Written instruction: Format every line of the entries below as a Markdown table with the columns "Number" and "Line," skipping blank lines and omitting the pictures.

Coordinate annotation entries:
************

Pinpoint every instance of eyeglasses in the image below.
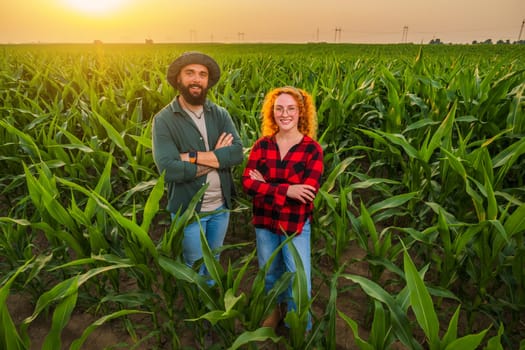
[273,106,299,115]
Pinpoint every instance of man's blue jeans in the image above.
[255,221,312,331]
[175,206,230,276]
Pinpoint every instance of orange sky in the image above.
[0,0,525,43]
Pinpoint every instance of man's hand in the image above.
[215,132,233,149]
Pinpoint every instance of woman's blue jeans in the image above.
[255,221,312,331]
[173,206,230,276]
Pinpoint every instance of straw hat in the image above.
[168,51,221,88]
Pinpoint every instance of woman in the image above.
[242,86,323,331]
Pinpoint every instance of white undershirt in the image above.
[183,108,224,212]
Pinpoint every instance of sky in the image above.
[0,0,525,44]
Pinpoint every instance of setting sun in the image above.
[64,0,125,15]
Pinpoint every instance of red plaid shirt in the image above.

************

Output of the task:
| Number | Line |
|---|---|
| 1 | Pinpoint every instance of eyeglasses in the image below. |
| 2 | [273,106,299,115] |
| 3 | Pinpoint every instance of man's blue jeans in the image above. |
| 4 | [255,221,312,331] |
| 5 | [175,206,230,276] |
| 6 | Pinpoint every instance of orange sky in the image above. |
| 7 | [0,0,525,43] |
| 8 | Pinpoint every instance of man's hand in the image above. |
| 9 | [215,132,233,149] |
| 10 | Pinpoint every instance of woman's blue jeans in the image above. |
| 11 | [255,221,312,331] |
| 12 | [173,206,230,276] |
| 13 | Pinpoint every instance of straw hat in the image above. |
| 14 | [168,51,221,88] |
| 15 | Pinpoint every instance of woman in the image above. |
| 16 | [242,86,323,331] |
| 17 | Pinpoint every instance of white undershirt in the image above. |
| 18 | [183,108,224,212] |
| 19 | Pinpoint every instance of sky in the image above. |
| 20 | [0,0,525,44] |
| 21 | Pinpoint every instance of setting sun in the image above. |
| 22 | [64,0,125,15] |
| 23 | Pinpoint every instance of red plaid shirt in the image above. |